Dataset entries
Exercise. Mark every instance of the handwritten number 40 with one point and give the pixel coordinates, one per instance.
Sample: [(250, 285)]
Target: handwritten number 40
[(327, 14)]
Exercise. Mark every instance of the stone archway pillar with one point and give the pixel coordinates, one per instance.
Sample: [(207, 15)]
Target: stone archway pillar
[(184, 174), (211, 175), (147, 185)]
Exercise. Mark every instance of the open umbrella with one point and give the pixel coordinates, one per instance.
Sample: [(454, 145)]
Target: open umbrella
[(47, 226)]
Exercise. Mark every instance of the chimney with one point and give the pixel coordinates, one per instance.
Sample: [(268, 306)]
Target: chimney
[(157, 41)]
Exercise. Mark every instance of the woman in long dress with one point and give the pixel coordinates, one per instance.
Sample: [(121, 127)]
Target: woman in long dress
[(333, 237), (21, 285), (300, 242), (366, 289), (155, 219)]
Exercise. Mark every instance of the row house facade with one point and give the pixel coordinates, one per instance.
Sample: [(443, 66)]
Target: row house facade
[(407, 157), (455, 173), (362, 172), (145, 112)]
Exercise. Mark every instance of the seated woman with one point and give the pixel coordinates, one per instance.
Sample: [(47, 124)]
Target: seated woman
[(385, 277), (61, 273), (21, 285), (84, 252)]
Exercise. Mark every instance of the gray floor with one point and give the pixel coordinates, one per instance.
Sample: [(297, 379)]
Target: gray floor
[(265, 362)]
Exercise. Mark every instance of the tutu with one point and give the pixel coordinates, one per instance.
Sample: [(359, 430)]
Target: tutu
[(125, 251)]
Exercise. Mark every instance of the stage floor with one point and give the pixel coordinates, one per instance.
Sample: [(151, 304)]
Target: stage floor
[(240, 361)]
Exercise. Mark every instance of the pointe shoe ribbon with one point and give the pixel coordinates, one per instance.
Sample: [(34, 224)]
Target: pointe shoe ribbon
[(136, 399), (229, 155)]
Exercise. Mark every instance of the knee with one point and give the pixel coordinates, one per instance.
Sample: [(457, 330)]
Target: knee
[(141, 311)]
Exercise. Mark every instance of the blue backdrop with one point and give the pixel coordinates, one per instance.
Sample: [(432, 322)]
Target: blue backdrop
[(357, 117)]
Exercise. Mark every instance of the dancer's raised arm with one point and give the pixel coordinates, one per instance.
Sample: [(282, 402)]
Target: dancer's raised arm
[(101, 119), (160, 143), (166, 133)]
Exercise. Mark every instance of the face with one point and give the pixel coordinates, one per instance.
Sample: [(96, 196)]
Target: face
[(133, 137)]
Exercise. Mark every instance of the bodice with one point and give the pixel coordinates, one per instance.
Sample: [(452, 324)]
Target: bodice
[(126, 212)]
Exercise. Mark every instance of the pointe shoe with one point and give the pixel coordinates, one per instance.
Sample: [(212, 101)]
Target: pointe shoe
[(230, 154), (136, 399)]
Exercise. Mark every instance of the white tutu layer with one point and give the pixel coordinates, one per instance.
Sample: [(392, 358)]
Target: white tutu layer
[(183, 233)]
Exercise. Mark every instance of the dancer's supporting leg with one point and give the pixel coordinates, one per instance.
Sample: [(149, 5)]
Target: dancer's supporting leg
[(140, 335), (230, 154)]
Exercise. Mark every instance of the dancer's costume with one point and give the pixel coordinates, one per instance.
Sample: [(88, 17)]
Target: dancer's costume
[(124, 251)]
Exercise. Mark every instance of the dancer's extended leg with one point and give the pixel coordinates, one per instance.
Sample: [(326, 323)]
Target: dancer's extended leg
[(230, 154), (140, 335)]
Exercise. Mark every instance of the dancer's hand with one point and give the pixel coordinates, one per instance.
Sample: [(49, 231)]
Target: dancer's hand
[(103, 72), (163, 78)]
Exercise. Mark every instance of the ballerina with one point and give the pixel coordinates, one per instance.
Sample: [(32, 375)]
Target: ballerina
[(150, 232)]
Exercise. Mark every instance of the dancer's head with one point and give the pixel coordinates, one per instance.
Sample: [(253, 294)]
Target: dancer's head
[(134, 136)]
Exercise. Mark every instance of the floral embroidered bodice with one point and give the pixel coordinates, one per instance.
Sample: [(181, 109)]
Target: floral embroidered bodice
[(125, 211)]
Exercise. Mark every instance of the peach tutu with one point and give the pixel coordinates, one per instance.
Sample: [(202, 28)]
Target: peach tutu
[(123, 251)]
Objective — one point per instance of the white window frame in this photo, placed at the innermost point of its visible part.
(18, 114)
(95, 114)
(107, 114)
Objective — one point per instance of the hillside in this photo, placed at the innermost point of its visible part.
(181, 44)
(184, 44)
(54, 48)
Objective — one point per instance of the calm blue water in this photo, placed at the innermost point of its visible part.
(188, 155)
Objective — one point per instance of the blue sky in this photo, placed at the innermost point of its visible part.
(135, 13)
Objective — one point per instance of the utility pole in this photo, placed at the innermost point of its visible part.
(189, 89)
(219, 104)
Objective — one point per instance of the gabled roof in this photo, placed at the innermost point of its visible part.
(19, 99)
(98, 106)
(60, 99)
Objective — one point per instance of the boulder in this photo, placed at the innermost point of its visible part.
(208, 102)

Objective
Rewrite all the entries above, changing every "instance" to "occurrence" and leaving everything else as it stands.

Result
Exercise. Mark every occurrence of the handwritten number 40 with one point and give the pixel coordinates, one per occurrence.
Sample: [(250, 285)]
Target: handwritten number 40
[(327, 14)]
Exercise. Mark every occurrence of the stone archway pillar with one point and give the pixel coordinates, one per occurrence.
Sample: [(207, 15)]
Target: stone archway pillar
[(184, 174), (211, 175), (147, 185)]
Exercise. Mark every occurrence of the open umbrella with one point and give the pixel coordinates, one per occurrence.
Sample: [(454, 145)]
Target: open umbrella
[(47, 226)]
Exercise. Mark every occurrence of the chimney with one point and give the pixel coordinates, one per occurrence.
Sample: [(268, 306)]
Target: chimney
[(157, 41)]
Exercise. Mark every occurrence of the woman in long dress with one point and give the pixel coordinates, one per occurrence.
Sample: [(121, 127)]
Target: woman in long dress
[(333, 237), (21, 285), (300, 242), (366, 289), (155, 219)]
Exercise. Mark every occurrence of the row house facade with one point and give the pixel coordinates, one per occurrence.
Sample: [(443, 66)]
Target: row house facade
[(407, 157), (455, 173), (362, 172), (145, 112)]
Exercise. Mark every occurrence of the seated woman with one point and give the pixel coordinates, one per occurrence.
Sample: [(47, 124)]
Target: seated woman
[(385, 277), (61, 273), (21, 285), (84, 252)]
Exercise. Mark every occurrence of the gray floor with one point and give the pixel coordinates, one per occurrence.
Sample: [(297, 379)]
Target: gray floor
[(265, 362)]
Exercise. Mark every occurrence of the tutu with one point and give the pixel coordinates, one per occurrence.
Sample: [(359, 430)]
Target: tutu
[(125, 251)]
Exercise. Mark every occurrence of the stage floor with one point and give the pixel coordinates, one per occurrence.
Sample: [(151, 304)]
Target: stage floor
[(240, 361)]
Exercise. Mark every occurrence of the pointe shoe ribbon with one point and give the pixel coordinates, one per occurrence.
Sample: [(34, 224)]
Target: pointe shoe ribbon
[(136, 399), (229, 155)]
Exercise. Mark every occurrence of the knee with one point and give the pixel coordinates, one per occurrence.
Sample: [(457, 330)]
Target: knee
[(141, 311)]
Exercise. Mark every occurrence of the blue backdrop with one point and give the pixel coordinates, one per occurrence.
Sample: [(432, 322)]
Target: blue backdrop
[(357, 117)]
Exercise. Mark every occurrence of the dancer's raised arm with one point and give the pixel coordinates, one per occurrence.
Sample: [(282, 402)]
Target: dancer's raised arm
[(101, 119), (160, 143), (166, 133)]
Exercise. Mark every occurrence of the face with one point and give the pixel coordinates, one per occurrence.
Sample: [(96, 196)]
Target: face
[(133, 137)]
Exercise. Mark every occurrence of the bodice with one point and give the pixel coordinates, one per occurrence.
Sample: [(452, 324)]
Target: bodice
[(126, 212)]
Exercise. Mark every occurrence of the pointe shoe with one point and give the pixel coordinates, one per occurrence.
Sample: [(212, 101)]
Target: pointe shoe
[(230, 154), (136, 399)]
Exercise. Mark every occurrence of the white tutu layer with one point and give the pixel coordinates, one per occurrence.
Sample: [(392, 358)]
Target: white tutu layer
[(183, 233)]
Exercise. Mark every occurrence of the dancer's supporting leg with one point and give the pixel coordinates, one per occurrence.
Sample: [(149, 5)]
Target: dancer's supporting leg
[(140, 335), (230, 154)]
Exercise. Mark every occurrence of the dancer's costume with one point and give the pixel coordinates, one per occurrence.
Sample: [(88, 17)]
Target: dancer's costume
[(124, 251)]
Exercise. Mark every occurrence of the dancer's extended leg with one point and give the pixel coordinates, one per occurrence.
Sample: [(326, 323)]
Target: dancer's extended leg
[(230, 154), (140, 335)]
Exercise. Mark every occurrence of the dancer's hand with one point and give the pixel coordinates, one per occurrence.
Sample: [(49, 231)]
Target: dancer's hand
[(103, 72), (163, 78)]
Exercise. Mark every occurrence of the ballerina with one point and give the pixel coordinates, one per occurrence.
Sample: [(32, 375)]
Target: ballerina
[(150, 232)]
Exercise. Mark every occurrence of the dancer's head with one point and give the pixel coordinates, one per occurrence.
Sample: [(253, 294)]
Target: dancer's head
[(134, 136)]
Exercise. Mark every occurrence of the floral embroidered bodice with one point and give the pixel coordinates, one per occurrence.
Sample: [(181, 109)]
Target: floral embroidered bodice
[(125, 211)]
Exercise. Mark every occurrence of the peach tutu with one point and give the pixel coordinates, one per occurrence.
Sample: [(202, 28)]
Target: peach tutu
[(123, 251)]
Objective — one point per occurrence of the white window frame in this photo, placed at the innermost point of its visible part.
(18, 114)
(95, 114)
(107, 114)
Objective — one point per occurrence of the hillside in this photo, placed at the innermost point of its visible part.
(181, 44)
(184, 44)
(54, 48)
Objective — one point per occurrence of the calm blue water in this photo, placed at the innermost point of its visible part.
(188, 155)
Objective — one point per occurrence of the blue sky in this photo, placed at the innermost point of its visible part.
(135, 13)
Objective — one point per occurrence of the utility pole in this photo, placed at the innermost point of its visible part.
(189, 89)
(219, 104)
Objective — one point per occurrence of the gabled roof in this photo, placed at the innermost point of its visible part.
(19, 99)
(98, 106)
(60, 99)
Objective — one point per occurrence of the boulder in this photo, placed at the innermost point of its visible part.
(208, 102)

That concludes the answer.